Reproduce all of the records exactly.

───── Data to process

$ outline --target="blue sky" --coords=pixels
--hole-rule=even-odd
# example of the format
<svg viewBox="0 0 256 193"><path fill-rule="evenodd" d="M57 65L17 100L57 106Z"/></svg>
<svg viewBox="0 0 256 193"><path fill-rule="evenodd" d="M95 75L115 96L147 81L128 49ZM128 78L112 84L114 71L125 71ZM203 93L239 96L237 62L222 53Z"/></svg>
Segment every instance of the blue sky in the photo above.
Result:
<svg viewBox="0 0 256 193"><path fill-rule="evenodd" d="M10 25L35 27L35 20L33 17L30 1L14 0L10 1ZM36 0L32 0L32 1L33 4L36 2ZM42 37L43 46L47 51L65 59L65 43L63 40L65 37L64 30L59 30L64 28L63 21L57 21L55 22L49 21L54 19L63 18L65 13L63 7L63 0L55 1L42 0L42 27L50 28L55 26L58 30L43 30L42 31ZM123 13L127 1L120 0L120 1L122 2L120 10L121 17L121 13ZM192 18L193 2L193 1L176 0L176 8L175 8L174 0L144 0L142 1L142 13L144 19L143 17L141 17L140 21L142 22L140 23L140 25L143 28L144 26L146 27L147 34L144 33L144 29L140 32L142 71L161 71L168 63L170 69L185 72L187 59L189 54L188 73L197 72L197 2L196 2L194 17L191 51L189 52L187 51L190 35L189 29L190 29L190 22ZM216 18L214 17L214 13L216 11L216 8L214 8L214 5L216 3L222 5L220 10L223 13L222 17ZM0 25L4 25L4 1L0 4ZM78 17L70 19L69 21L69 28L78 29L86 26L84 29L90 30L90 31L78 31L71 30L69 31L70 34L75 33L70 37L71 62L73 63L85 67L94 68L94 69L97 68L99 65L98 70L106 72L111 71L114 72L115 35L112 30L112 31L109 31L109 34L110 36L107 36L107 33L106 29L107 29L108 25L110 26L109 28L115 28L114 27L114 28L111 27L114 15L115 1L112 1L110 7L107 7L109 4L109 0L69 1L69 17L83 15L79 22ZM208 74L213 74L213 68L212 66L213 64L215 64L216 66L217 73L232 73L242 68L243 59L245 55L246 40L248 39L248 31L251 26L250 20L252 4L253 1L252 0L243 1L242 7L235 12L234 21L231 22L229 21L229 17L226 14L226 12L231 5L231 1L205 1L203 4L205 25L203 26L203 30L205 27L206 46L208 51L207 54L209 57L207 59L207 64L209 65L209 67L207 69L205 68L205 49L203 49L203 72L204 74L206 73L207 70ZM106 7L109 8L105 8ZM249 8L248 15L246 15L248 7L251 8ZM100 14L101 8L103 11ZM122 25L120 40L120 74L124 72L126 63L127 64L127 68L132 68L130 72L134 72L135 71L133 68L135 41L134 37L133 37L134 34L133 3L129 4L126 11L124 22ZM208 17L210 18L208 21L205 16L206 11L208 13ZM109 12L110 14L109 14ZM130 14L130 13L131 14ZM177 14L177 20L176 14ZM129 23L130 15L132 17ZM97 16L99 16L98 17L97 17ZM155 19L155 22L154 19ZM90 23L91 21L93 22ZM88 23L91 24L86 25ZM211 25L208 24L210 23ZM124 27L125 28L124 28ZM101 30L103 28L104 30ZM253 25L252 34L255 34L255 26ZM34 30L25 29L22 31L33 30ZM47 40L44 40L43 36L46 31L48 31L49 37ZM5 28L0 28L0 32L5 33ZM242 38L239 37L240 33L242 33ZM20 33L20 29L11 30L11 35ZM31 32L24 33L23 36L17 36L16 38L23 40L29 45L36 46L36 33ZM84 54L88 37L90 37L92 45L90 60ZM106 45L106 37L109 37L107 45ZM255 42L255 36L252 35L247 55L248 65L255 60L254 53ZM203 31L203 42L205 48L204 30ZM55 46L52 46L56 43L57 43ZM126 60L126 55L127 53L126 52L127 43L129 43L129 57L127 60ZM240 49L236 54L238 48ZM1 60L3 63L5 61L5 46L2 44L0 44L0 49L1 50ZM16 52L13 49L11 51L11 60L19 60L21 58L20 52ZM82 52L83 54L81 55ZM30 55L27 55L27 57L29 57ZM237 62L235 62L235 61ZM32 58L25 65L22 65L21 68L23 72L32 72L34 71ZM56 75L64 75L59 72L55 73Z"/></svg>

──────────

* [Written response]:
$ outline --target="blue sky" --coords=pixels
--hole-rule=even-odd
# example of the format
<svg viewBox="0 0 256 193"><path fill-rule="evenodd" d="M57 65L17 100L57 106Z"/></svg>
<svg viewBox="0 0 256 193"><path fill-rule="evenodd" d="M95 75L115 96L147 81L128 49ZM128 78L112 84L114 71L125 71ZM203 93L239 96L237 62L222 53Z"/></svg>
Segment every instance of the blue sky in the photo above.
Result:
<svg viewBox="0 0 256 193"><path fill-rule="evenodd" d="M10 25L35 27L35 20L33 17L30 1L14 0L10 1ZM36 0L32 0L32 1L33 4L36 2ZM42 37L43 46L47 51L65 59L65 43L63 40L65 37L64 30L59 30L64 28L63 21L57 21L55 22L49 21L54 19L63 18L65 13L63 7L63 0L55 1L42 0L42 27L50 28L55 26L58 30L43 30L42 31ZM123 13L127 1L120 0L120 1L122 2L120 10L121 17L121 13ZM192 18L193 2L193 1L176 0L176 8L175 8L174 0L144 0L142 1L142 13L144 19L143 17L141 17L140 21L142 22L140 23L140 25L143 28L144 26L146 27L147 34L144 33L144 29L140 32L142 71L161 71L168 63L170 69L185 72L187 59L189 54L188 73L197 72L197 2L196 2L194 17L191 51L189 52L187 51L190 35L189 29L190 29L190 22ZM216 18L214 17L214 13L216 11L216 8L214 8L214 5L216 3L222 5L220 10L223 13L222 17ZM0 25L4 25L4 1L0 4ZM78 17L70 19L69 21L69 28L78 29L86 26L84 29L90 30L90 31L78 31L71 30L69 31L70 34L75 33L70 37L71 62L73 63L85 67L94 68L94 69L97 68L99 65L98 70L106 72L111 71L114 72L115 35L112 30L112 31L109 31L109 34L110 36L107 36L107 33L106 29L107 29L108 25L110 26L109 28L115 28L114 27L114 28L111 27L114 15L115 1L112 1L110 7L107 7L109 4L109 0L69 1L69 17L83 15L79 22ZM208 74L213 74L213 68L212 66L213 64L215 64L216 66L217 73L232 73L242 68L243 59L245 55L246 40L248 39L248 31L251 26L250 20L252 4L253 1L252 0L243 1L242 7L235 12L234 21L231 22L229 21L229 17L226 14L226 12L231 5L231 1L205 1L203 4L205 25L203 26L203 30L205 27L206 46L208 51L207 54L209 57L207 59L207 64L209 65L209 67L207 69L205 68L205 49L203 49L203 72L204 74L206 73L207 70ZM106 7L109 8L105 8ZM249 8L248 15L246 15L248 7L251 8ZM100 14L101 8L103 11ZM122 25L120 40L120 74L124 72L126 63L127 64L127 68L132 68L130 72L134 72L135 71L133 68L135 41L134 37L133 37L134 34L133 3L129 4L126 11L124 22ZM208 17L210 18L208 21L205 16L206 11L208 13ZM109 12L110 14L109 14ZM130 14L130 13L131 14ZM177 14L177 20L176 14ZM129 23L130 15L132 17ZM97 16L99 16L98 17L97 17ZM155 19L155 22L154 19ZM90 23L91 21L93 22ZM88 23L91 24L86 25ZM211 25L208 24L210 23ZM124 27L125 28L124 28ZM101 30L103 28L104 30ZM253 25L252 34L255 34L255 26ZM34 30L25 29L22 31L33 30ZM47 40L44 40L43 36L46 31L48 31L49 37ZM5 28L0 28L0 32L5 33ZM242 38L239 37L240 33L242 33ZM20 33L20 29L11 30L11 35ZM31 32L24 33L23 36L17 36L16 38L23 40L29 45L36 46L36 33ZM84 54L88 37L90 37L92 45L90 60ZM106 45L106 37L109 37L107 45ZM255 42L255 36L252 35L247 55L248 65L255 60L254 53ZM203 31L203 42L205 48L204 30ZM55 46L52 46L56 43L57 43ZM126 60L126 55L127 53L126 52L127 43L129 43L129 57L127 60ZM240 49L236 54L238 48ZM1 60L3 63L5 61L5 46L2 44L0 44L0 49L1 50ZM16 52L13 49L11 51L11 60L19 60L21 58L20 52ZM82 52L83 54L81 55ZM30 55L27 55L27 57L29 57ZM237 62L235 62L235 61ZM32 58L25 65L22 65L21 68L23 72L32 72L34 71ZM56 75L64 75L59 72L55 73Z"/></svg>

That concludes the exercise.